Text for analysis:

Friday, 17 April 2015

Development Blog #0018 - Leaderboards Part 3

If you haven't already, download WOOL - a Rust simulator for iOS


Slow progress this week, I've been too busy.

But I did upgrade the resource trade system.  You can now hold your finger down on an item to transfer all of it.


The item will fill up with that red colour, then the entire amount gets traded.  Pretty straight forward.

Again, the leaderboards update will include an auto-save feature -- so you can pick up where you left off.

Friday, 10 April 2015

Development Blog #0017 - Leaderboards Part 2

If you haven't already, download WOOL - a Rust simulator for iOS



This week

I’ve been polishing up the Leaderboards update.  It’s going to have two different measures of dominance: Wealth and Efficiency.  Wealth is the sum total of everything you own, broken down into their resource costs.  Wood is worth 1 point, stone is worth 3, and metal is worth 10.  Efficiency is total wealth divided by time spent earning it.  The players with the highest efficiency are the best players — they can gather the most valuable resources in the smallest amount of time.  
I expect the update to be submitted to Apple within a week, and will be available to play a week after that.  Expect to be playing this before the end of April!  Until then, I’m always in need of additional beta testers.  If you’re interested in helping test Wool, send your UDID to thompson.codes@gmail.com.  


Saturday, 4 April 2015

Development Blog #0016 - Leaderboards and the quest for Big Data

Leaderboards
Soon, you'll be able to compete for the top spot on Wool's leaderboards.  The most awesome player will hoard the most resources, own the best stuff, and have the most bases, in the shortest amount of time.  I call this score "Efficiency".  You can join in the competition using your GameCenter login -- your scores are posted automatically.

What needs to be done: Please rewrite the part of the development blog that opens with the words containing "Development Blog #0018" and closes with "you left off.", replacing "finger" with "thumb". The lines after the text play no part in this.

Records provided:
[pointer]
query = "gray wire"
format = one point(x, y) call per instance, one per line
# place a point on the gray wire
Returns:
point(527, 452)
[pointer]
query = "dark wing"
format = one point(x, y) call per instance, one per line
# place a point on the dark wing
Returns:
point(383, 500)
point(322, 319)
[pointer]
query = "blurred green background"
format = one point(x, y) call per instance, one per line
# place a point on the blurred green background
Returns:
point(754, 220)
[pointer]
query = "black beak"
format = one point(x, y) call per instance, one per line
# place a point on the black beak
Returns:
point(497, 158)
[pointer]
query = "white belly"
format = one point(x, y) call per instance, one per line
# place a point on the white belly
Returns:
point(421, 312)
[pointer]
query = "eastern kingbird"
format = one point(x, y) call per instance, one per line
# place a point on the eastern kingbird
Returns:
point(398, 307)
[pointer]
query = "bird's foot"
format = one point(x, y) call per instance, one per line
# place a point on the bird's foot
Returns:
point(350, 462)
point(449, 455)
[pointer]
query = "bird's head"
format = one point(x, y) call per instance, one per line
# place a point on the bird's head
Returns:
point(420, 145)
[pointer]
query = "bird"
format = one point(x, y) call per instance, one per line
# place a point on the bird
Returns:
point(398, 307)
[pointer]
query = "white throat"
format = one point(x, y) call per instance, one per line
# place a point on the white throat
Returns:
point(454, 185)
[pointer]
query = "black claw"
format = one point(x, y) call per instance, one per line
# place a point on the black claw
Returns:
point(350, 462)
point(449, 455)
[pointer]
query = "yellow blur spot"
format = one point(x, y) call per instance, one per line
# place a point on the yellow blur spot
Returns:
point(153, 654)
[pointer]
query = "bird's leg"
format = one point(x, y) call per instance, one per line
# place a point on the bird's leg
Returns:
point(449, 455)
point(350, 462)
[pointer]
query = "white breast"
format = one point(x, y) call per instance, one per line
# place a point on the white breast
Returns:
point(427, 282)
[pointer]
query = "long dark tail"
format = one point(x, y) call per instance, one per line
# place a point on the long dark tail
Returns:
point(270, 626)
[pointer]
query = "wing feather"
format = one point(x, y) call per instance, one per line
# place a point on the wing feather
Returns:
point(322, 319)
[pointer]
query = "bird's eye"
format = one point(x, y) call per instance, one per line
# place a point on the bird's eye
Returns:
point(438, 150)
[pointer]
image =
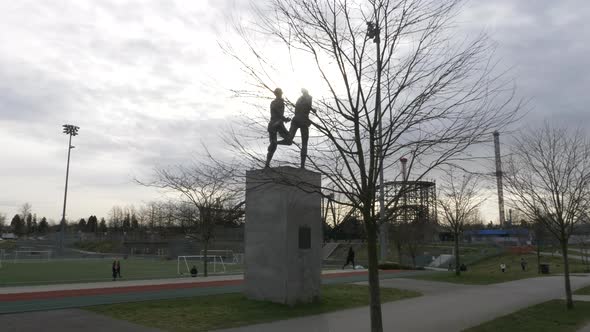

Response to the exercise:
Development Blog #0018 - Leaderboards Part 3

If you haven't already, download WOOL - a Rust simulator for iOS


Slow progress this week, I've been too busy.

But I did upgrade the resource trade system.  You can now hold your thumb down on an item to transfer all of it.


The item will fill up with that red colour, then the entire amount gets traded.  Pretty straight forward.

Again, the leaderboards update will include an auto-save feature -- so you can pick up where you left off.